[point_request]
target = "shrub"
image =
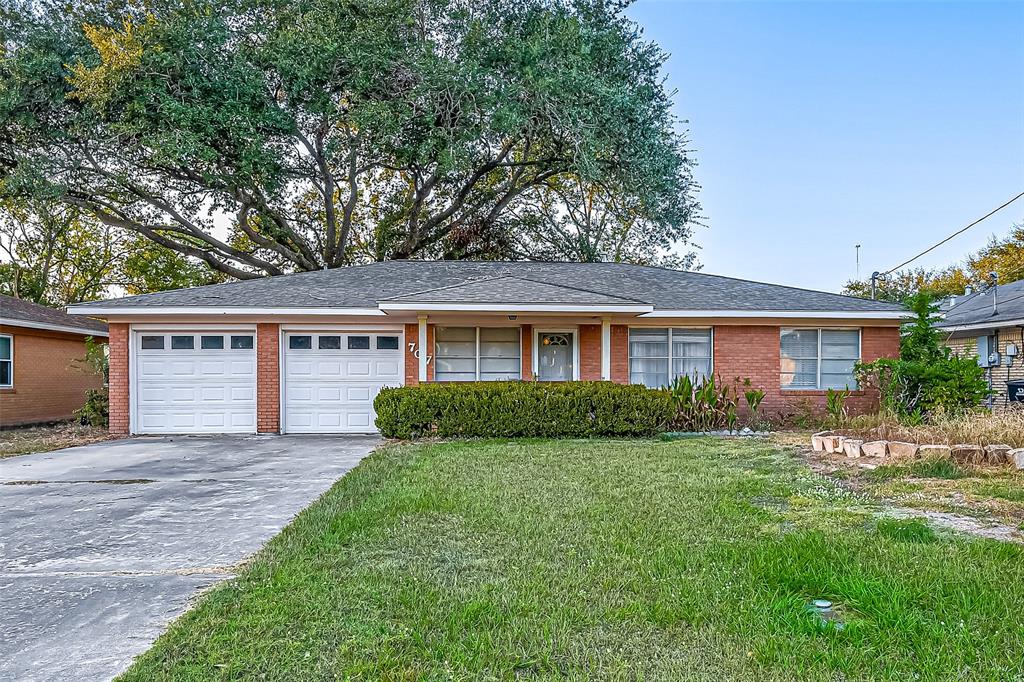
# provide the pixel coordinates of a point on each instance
(522, 409)
(702, 403)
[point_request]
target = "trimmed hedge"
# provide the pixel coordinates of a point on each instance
(522, 409)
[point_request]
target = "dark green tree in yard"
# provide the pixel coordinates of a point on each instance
(927, 379)
(266, 136)
(55, 254)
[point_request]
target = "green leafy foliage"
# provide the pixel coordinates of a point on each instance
(267, 136)
(702, 403)
(522, 409)
(927, 379)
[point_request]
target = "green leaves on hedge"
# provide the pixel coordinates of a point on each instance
(522, 409)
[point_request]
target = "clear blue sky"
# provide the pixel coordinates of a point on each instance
(818, 126)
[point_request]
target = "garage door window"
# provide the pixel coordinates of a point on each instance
(212, 342)
(300, 342)
(477, 353)
(329, 343)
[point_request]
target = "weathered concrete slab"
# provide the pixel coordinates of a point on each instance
(101, 546)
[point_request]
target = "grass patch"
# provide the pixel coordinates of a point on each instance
(686, 560)
(927, 468)
(25, 440)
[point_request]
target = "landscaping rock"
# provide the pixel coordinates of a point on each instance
(833, 443)
(934, 453)
(967, 453)
(818, 442)
(902, 451)
(852, 448)
(1016, 458)
(875, 449)
(996, 454)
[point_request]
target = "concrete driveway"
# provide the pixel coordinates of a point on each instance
(101, 546)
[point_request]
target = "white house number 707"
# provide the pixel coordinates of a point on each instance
(416, 352)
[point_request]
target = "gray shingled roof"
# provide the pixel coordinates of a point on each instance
(977, 308)
(366, 286)
(16, 312)
(508, 289)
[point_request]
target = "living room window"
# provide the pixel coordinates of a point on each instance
(6, 360)
(819, 358)
(658, 355)
(477, 353)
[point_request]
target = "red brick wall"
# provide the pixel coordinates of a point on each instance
(621, 353)
(590, 352)
(49, 384)
(267, 378)
(753, 352)
(526, 348)
(118, 378)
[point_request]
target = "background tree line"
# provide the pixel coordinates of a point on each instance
(1005, 256)
(253, 137)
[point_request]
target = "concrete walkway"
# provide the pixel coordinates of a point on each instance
(101, 546)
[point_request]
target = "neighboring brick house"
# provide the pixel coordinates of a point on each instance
(41, 378)
(308, 352)
(989, 325)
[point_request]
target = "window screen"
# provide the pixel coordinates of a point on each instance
(819, 358)
(658, 355)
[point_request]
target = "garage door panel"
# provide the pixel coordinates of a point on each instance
(195, 390)
(331, 390)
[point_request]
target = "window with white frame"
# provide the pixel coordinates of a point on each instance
(6, 360)
(476, 353)
(819, 358)
(658, 355)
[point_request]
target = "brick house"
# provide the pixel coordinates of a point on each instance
(40, 349)
(989, 325)
(308, 352)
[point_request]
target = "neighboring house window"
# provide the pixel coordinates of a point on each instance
(819, 358)
(476, 353)
(658, 355)
(6, 360)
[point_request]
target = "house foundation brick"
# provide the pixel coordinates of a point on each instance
(120, 417)
(267, 378)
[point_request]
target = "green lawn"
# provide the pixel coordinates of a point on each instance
(690, 559)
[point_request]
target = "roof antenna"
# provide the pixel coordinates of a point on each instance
(994, 276)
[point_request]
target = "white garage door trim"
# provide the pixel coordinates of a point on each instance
(229, 396)
(331, 389)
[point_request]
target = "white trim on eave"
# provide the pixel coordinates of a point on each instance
(51, 328)
(515, 307)
(807, 314)
(209, 310)
(978, 326)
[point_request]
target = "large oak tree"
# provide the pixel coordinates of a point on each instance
(264, 136)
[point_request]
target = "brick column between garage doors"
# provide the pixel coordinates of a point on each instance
(267, 378)
(120, 417)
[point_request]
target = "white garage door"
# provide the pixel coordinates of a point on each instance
(196, 382)
(332, 378)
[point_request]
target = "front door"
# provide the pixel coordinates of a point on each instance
(554, 356)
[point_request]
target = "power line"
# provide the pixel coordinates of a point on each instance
(956, 233)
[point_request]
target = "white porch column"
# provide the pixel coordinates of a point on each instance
(605, 348)
(422, 344)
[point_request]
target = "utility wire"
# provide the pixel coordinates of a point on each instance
(956, 233)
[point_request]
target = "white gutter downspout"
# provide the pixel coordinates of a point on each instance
(606, 348)
(422, 320)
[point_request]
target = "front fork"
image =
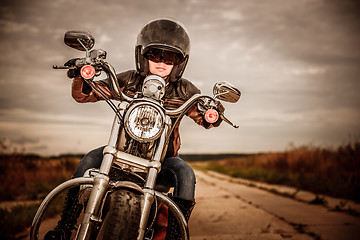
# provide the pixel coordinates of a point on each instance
(101, 185)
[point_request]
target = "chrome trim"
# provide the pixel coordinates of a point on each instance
(132, 160)
(187, 104)
(139, 104)
(55, 192)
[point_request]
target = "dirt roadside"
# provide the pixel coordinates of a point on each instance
(228, 210)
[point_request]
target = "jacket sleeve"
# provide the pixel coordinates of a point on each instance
(82, 93)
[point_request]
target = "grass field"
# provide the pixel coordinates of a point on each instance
(329, 171)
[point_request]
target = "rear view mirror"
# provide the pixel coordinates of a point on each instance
(226, 92)
(79, 40)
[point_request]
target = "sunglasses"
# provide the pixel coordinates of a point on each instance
(158, 55)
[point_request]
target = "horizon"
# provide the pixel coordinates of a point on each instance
(297, 64)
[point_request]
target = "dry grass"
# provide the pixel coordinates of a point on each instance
(28, 177)
(331, 171)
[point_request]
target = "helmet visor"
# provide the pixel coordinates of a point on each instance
(160, 55)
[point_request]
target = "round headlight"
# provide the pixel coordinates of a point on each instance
(144, 122)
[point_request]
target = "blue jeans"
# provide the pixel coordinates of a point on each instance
(175, 172)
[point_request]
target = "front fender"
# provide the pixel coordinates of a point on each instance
(45, 203)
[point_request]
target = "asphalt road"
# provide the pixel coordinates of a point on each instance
(229, 210)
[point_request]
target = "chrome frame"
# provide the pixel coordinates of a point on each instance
(101, 184)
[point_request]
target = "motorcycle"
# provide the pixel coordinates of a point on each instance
(122, 195)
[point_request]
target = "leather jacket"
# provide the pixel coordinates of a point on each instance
(176, 93)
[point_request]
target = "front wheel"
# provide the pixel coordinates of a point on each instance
(123, 218)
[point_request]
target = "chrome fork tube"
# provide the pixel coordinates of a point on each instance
(101, 184)
(149, 193)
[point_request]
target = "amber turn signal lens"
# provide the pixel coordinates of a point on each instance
(87, 72)
(211, 115)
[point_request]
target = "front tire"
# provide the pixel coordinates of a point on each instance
(123, 218)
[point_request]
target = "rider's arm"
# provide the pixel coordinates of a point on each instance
(83, 93)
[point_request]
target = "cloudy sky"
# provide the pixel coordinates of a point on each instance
(297, 64)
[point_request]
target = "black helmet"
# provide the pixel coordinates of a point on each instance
(163, 34)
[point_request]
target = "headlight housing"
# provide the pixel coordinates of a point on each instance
(144, 122)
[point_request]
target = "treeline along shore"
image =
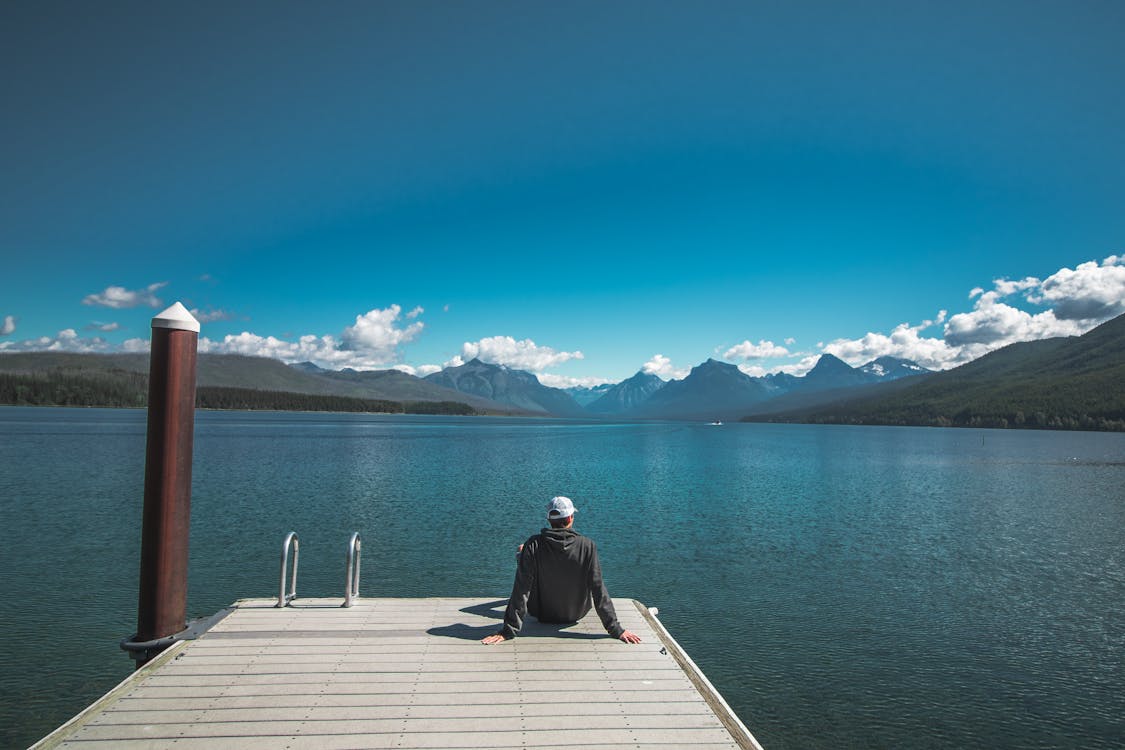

========================================================================

_WRITTEN REQUEST_
List each line of the data above that contains the word "brick".

_WRITTEN SOLUTION_
target = "red brick wall"
target = "neighboring brick house"
target = "brick house"
target = "house foundation brick"
target = "brick column between garage doors"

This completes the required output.